:: Raw data ::

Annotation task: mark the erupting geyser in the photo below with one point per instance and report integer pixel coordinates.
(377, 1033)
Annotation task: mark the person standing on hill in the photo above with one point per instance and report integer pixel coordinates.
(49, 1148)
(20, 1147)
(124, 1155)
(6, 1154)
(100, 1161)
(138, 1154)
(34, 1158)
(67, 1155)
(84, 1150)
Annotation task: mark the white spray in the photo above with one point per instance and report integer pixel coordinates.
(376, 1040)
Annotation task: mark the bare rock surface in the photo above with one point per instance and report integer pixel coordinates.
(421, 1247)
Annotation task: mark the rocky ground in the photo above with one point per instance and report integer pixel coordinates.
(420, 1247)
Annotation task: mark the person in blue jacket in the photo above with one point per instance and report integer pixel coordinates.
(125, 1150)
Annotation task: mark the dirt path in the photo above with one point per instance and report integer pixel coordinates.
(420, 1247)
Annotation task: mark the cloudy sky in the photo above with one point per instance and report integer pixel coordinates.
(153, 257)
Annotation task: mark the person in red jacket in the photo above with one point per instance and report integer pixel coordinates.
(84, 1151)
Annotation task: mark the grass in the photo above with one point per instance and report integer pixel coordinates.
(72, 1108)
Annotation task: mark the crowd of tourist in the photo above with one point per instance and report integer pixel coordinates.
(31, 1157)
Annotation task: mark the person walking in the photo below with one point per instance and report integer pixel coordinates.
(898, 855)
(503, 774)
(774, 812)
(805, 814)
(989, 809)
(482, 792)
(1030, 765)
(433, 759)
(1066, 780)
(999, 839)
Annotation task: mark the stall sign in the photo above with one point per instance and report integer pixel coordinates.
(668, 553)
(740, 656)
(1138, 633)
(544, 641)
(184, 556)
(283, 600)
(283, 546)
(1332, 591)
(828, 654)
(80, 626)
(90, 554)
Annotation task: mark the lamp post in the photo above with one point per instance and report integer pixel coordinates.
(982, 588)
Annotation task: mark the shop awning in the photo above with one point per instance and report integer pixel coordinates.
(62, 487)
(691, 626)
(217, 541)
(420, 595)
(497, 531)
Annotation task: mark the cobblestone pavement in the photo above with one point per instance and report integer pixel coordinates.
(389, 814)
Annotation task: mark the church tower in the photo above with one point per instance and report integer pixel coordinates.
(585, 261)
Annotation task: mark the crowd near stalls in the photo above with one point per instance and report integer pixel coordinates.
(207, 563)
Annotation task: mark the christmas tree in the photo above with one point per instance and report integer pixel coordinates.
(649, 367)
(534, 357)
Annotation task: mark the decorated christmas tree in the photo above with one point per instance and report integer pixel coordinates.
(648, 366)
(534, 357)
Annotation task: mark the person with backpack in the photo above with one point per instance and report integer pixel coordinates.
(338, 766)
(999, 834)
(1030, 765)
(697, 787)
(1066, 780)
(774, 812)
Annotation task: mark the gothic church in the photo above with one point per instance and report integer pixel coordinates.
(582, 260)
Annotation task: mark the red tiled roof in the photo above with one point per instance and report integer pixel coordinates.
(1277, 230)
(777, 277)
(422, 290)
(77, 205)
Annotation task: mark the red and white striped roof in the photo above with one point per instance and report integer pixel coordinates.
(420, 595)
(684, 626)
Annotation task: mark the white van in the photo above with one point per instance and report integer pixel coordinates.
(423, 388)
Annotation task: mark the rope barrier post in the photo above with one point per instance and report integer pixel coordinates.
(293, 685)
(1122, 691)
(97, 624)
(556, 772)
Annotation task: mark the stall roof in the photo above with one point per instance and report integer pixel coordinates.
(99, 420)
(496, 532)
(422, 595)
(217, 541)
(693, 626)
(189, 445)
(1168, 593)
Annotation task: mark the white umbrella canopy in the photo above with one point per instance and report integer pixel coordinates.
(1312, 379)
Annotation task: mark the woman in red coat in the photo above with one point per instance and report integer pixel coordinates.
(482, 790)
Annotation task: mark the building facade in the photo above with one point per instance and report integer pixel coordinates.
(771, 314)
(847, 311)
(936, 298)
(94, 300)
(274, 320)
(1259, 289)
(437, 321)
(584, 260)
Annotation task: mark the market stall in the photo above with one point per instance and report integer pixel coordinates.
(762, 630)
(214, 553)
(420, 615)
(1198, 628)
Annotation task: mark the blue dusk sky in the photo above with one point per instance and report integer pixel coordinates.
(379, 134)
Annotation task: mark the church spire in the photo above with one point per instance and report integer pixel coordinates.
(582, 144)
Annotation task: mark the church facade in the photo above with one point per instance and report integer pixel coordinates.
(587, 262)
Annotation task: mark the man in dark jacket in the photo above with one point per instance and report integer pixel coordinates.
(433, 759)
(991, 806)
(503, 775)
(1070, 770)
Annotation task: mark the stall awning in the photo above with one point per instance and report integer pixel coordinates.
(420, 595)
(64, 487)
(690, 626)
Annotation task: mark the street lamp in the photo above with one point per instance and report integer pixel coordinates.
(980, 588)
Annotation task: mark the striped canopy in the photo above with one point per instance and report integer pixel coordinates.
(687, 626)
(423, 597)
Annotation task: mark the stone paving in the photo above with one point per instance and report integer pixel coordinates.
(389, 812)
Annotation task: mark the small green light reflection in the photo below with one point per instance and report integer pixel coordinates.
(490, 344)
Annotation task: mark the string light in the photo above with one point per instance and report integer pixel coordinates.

:::

| Exercise |
Down to the last line, give the records again exactly.

| Task solution |
Annotation task: mark the erupting geyser in the photo below with one point per instance and report integer pixel coordinates.
(377, 1033)
Annotation task: mark the person standing on hill in the photo above with one point per instance and report integer pixel coordinates.
(49, 1148)
(20, 1147)
(124, 1155)
(6, 1154)
(100, 1161)
(138, 1154)
(34, 1158)
(67, 1155)
(84, 1150)
Annotation task: mark the white spray in the photo above with one point per instance and report integer pixel coordinates.
(376, 1040)
Annotation task: mark the bare rock surface in the photo above with one point per instance and report integer pixel coordinates.
(421, 1247)
Annotation task: mark the rocky ground in the photo above with one point per instance and report integer pixel coordinates.
(420, 1247)
Annotation task: mark the person in blue jacket in the photo above with one point per instance and report integer pixel coordinates.
(125, 1150)
Annotation task: mark the dirt path in the photo above with one point per instance and report integer pixel coordinates.
(420, 1247)
Annotation task: mark the cloudy sky in the photo above with one point per instance and report integer pixel coordinates.
(153, 257)
Annotation task: mark the person in red jacket in the photo above with one point per instance and report integer pixel coordinates.
(84, 1151)
Annotation task: mark the grass in the photo above with one point per instance and report integer pixel coordinates.
(72, 1108)
Annotation task: mark the crowd of tourist in the photo above with one point per instance and report integer pixel coordinates.
(31, 1157)
Annotation task: mark the person walking in the photo below with one point per instance and report integer pixel coordinates.
(898, 855)
(503, 774)
(774, 812)
(805, 814)
(989, 809)
(482, 792)
(1030, 765)
(433, 759)
(1066, 780)
(999, 839)
Annotation task: mark the stall sign in the photo above with one point per instance and report integer pixel coordinates.
(668, 553)
(740, 656)
(1138, 633)
(544, 641)
(184, 556)
(283, 600)
(283, 546)
(1332, 591)
(828, 654)
(80, 626)
(90, 554)
Annotation task: mark the lamp post in the photo above with one point per instance and report integer pixel coordinates.
(982, 588)
Annotation task: mark the shop awning in the photo above with one point per instance and report integer pixel coordinates.
(62, 487)
(691, 626)
(217, 541)
(420, 595)
(497, 531)
Annotation task: mark the cobblestone pavement in the photo above with one point per instance and report integer pixel coordinates.
(389, 814)
Annotation task: mark the church tower in the photo above with one point per instance and report integer pixel coordinates.
(585, 261)
Annotation task: mark the crowd near stalls in the photo above with one point per instance and report integer pixel coordinates.
(207, 563)
Annotation task: mark the christmas tree in the photo above with one point per instance and report integer pixel coordinates.
(649, 367)
(534, 357)
Annotation task: mark the decorated christmas tree in the photo above with one point per instance and report integer pixel coordinates.
(648, 366)
(534, 357)
Annotation task: mark the person with backpack in the photo above with one point per instance and report integer pixel coordinates.
(338, 766)
(999, 834)
(1030, 765)
(697, 787)
(1066, 780)
(774, 812)
Annotation task: mark the gothic church in the photo above with one point per instance and report integer pixel coordinates.
(582, 260)
Annotation task: mark the red tiled roof in the photo above with one point per instance and report integer pixel coordinates.
(1277, 230)
(777, 277)
(422, 290)
(77, 205)
Annotation task: mark the red and white striped roof in the photo above with one point per instance and report integer pixel coordinates.
(420, 595)
(684, 626)
Annotation task: mark the white van in the photo above with one point per instance and report integer pixel coordinates.
(423, 388)
Annotation task: mark the rope barrier post in the photo above with one point per instance and report integer pixel coordinates.
(293, 685)
(1122, 691)
(97, 624)
(556, 772)
Annotation task: mark the stall roof in the photo above with one point per instance and report integer pixel coordinates.
(99, 420)
(496, 532)
(422, 595)
(217, 541)
(693, 626)
(189, 445)
(1168, 593)
Annotation task: mark the white umbrella canopy in the photo above with one point per instance and report integer pixel coordinates.
(1312, 379)
Annotation task: mark the woman in red coat in the photo above with one point per instance and report integer pixel coordinates.
(482, 790)
Annotation task: mark the building facade in the photo above with one point per instance and report integer pixel coordinates.
(771, 314)
(847, 311)
(936, 298)
(94, 300)
(274, 320)
(1259, 289)
(437, 321)
(584, 260)
Annotation task: mark the market stall in the photo above with one point per instance and report integer pixel coordinates.
(762, 630)
(214, 553)
(420, 615)
(1198, 628)
Annotation task: mark the blue dusk sky in the photo above with one point per instance and report integer pixel coordinates.
(379, 134)
Annotation task: mark the church spire in the photo above with one point per instance and report integer pixel coordinates.
(582, 144)
Annotation task: mark the church facade in the photo above with one point per instance and report integer pixel coordinates.
(587, 262)
Annotation task: mark the man in dark jacket in the photo above with one point per instance and report integer pixel coordinates.
(433, 759)
(991, 806)
(503, 775)
(1070, 770)
Annotation task: mark the stall awning in the photo above with one point per instance and report integer pixel coordinates.
(420, 595)
(64, 487)
(690, 626)
Annotation task: mark the street lamp in the photo above with one point per instance and report integer pixel coordinates.
(980, 588)
Annotation task: mark the striped canopy in the photo above with one point per instance and report integer pixel coordinates.
(687, 626)
(423, 597)
Annotation task: mark the stone paving in the photo above with one point per instance and report integer pixel coordinates.
(389, 812)
Annotation task: mark the small green light reflection in the photo below with one point per instance and report integer pixel coordinates.
(490, 344)
Annotation task: mark the string light in the photo above with one point per instance and report integer pixel coordinates.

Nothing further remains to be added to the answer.